◆ INSTRUCTION
In the rows below, rewrite everything from the line containing "Note: locate the crowd" down to the line containing "pixel 433 244", both lines included, with "instance" replaced by "item" and all else unchanged.

═══ RAW DATA ═══

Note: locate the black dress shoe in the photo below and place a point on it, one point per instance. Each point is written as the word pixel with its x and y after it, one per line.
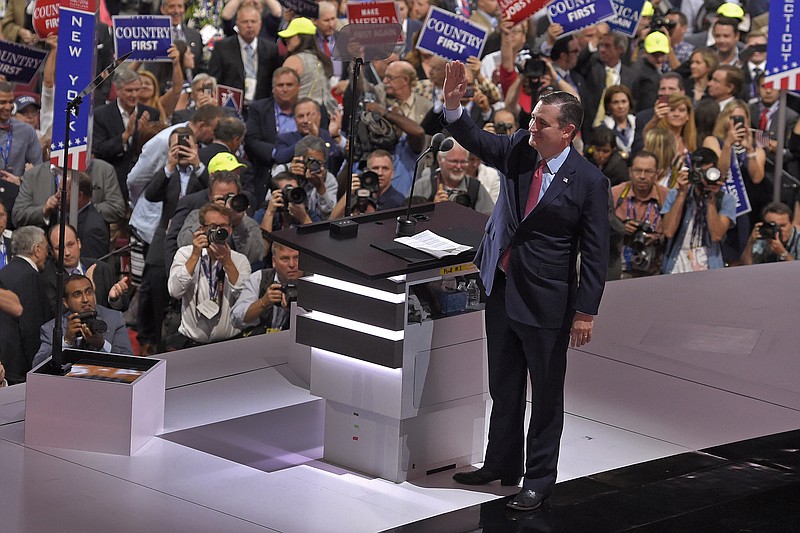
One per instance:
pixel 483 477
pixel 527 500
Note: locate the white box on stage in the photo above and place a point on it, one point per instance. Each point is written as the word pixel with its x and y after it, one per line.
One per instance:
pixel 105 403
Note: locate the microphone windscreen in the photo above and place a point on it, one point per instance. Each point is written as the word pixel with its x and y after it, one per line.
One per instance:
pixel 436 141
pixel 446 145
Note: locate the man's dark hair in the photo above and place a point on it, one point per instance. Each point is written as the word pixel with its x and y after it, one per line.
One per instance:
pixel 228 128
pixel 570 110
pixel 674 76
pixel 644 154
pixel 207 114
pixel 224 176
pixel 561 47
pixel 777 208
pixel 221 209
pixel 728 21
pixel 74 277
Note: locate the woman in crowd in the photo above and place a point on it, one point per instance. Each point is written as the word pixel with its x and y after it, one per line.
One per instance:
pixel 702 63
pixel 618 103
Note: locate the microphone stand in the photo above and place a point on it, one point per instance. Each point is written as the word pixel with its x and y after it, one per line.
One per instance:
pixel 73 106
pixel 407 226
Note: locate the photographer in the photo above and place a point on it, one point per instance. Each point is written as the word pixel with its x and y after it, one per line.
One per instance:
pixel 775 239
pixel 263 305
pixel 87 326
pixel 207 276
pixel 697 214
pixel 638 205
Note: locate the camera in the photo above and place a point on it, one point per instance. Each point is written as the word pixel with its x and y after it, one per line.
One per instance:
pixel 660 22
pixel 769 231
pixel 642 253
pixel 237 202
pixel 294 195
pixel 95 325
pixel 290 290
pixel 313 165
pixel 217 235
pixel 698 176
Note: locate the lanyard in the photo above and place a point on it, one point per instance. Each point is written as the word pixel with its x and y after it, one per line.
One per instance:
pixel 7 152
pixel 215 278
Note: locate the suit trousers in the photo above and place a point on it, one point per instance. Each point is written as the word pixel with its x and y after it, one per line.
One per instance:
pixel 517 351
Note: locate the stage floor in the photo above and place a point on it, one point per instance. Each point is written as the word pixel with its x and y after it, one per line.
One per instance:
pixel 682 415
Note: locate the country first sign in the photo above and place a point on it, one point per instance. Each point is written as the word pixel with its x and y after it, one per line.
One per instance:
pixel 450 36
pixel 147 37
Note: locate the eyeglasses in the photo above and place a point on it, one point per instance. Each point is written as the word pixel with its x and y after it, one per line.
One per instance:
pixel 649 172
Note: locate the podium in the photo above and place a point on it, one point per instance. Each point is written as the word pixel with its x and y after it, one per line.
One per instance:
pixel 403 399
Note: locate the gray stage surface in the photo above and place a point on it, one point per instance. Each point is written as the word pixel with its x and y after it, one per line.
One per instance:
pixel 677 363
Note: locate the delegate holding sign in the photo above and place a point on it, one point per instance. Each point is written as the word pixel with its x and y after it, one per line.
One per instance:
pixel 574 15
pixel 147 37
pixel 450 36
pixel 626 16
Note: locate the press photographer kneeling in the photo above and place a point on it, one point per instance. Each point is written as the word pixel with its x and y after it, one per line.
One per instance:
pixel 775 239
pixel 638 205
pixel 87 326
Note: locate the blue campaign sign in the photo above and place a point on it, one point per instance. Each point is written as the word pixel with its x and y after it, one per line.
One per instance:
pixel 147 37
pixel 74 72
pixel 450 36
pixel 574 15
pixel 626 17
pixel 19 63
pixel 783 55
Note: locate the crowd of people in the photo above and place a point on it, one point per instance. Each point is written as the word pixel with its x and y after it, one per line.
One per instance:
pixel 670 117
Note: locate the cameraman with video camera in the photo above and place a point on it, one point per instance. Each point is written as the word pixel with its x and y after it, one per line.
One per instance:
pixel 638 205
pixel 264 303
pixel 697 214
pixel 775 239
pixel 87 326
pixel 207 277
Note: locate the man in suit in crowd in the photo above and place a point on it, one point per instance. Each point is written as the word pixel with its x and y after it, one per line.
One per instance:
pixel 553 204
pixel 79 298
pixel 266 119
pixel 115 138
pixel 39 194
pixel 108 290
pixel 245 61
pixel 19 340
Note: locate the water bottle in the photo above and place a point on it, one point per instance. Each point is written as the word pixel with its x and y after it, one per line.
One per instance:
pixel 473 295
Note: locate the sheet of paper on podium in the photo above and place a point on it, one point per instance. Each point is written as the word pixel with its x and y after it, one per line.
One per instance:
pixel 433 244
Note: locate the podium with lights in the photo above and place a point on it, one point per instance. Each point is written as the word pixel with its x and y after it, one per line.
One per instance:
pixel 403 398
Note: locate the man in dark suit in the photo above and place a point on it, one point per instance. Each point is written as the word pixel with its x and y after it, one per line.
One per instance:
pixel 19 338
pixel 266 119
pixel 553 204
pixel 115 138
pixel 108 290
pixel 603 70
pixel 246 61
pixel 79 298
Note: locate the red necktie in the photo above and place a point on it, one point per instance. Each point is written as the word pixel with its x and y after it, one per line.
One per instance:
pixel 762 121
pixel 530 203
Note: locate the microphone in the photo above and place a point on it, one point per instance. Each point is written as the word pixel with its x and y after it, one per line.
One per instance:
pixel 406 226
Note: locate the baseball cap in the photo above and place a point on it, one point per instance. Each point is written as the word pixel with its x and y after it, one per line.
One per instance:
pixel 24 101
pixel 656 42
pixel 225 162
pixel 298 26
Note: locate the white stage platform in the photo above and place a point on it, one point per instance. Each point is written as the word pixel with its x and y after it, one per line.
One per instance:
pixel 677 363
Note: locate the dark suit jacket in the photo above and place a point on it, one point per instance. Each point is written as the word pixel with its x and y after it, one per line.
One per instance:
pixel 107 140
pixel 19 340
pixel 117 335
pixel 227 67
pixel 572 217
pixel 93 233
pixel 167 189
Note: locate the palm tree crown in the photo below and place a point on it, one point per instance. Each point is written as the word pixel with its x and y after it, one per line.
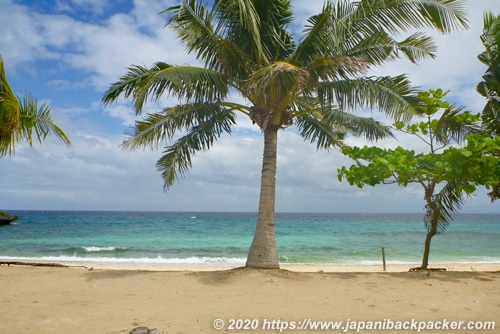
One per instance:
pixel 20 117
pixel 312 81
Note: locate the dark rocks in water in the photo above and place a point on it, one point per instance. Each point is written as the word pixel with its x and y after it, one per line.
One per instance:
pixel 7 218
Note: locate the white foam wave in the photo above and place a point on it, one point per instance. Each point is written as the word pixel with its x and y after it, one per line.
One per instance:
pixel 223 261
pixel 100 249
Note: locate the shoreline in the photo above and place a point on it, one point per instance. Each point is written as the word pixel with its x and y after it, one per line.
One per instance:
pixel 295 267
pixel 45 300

═══

◆ TASK RESPONSE
Note: locate the crowd of people in the photo above and place a point on it, one point per item. Each point is written as the word pixel with its x and y after it, one per line.
One per item:
pixel 670 117
Note: locate the cameraman with video camera in the photo above and place a point on it, one point per item. Each point is written as the word pixel with its x and y after it, one per line.
One per item:
pixel 638 205
pixel 264 303
pixel 697 214
pixel 775 239
pixel 87 326
pixel 207 277
Note: locate the man in suit in crowd in the photo above and place a point on it, one point per item. Each point is written as the word pixel with its x and y after it, one per line.
One per item:
pixel 553 204
pixel 79 298
pixel 266 119
pixel 115 138
pixel 39 194
pixel 108 290
pixel 245 61
pixel 19 340
Note: locate the water bottle in the photo above and place a point on it, one point per item. Each point is written as the word pixel with its x and y after it, one per line.
One per item:
pixel 473 295
Note: locate the sheet of paper on podium in the photo above and place a point on it, one point per item. Each point is written as the word pixel with its x and y after it, one per line.
One per item:
pixel 433 244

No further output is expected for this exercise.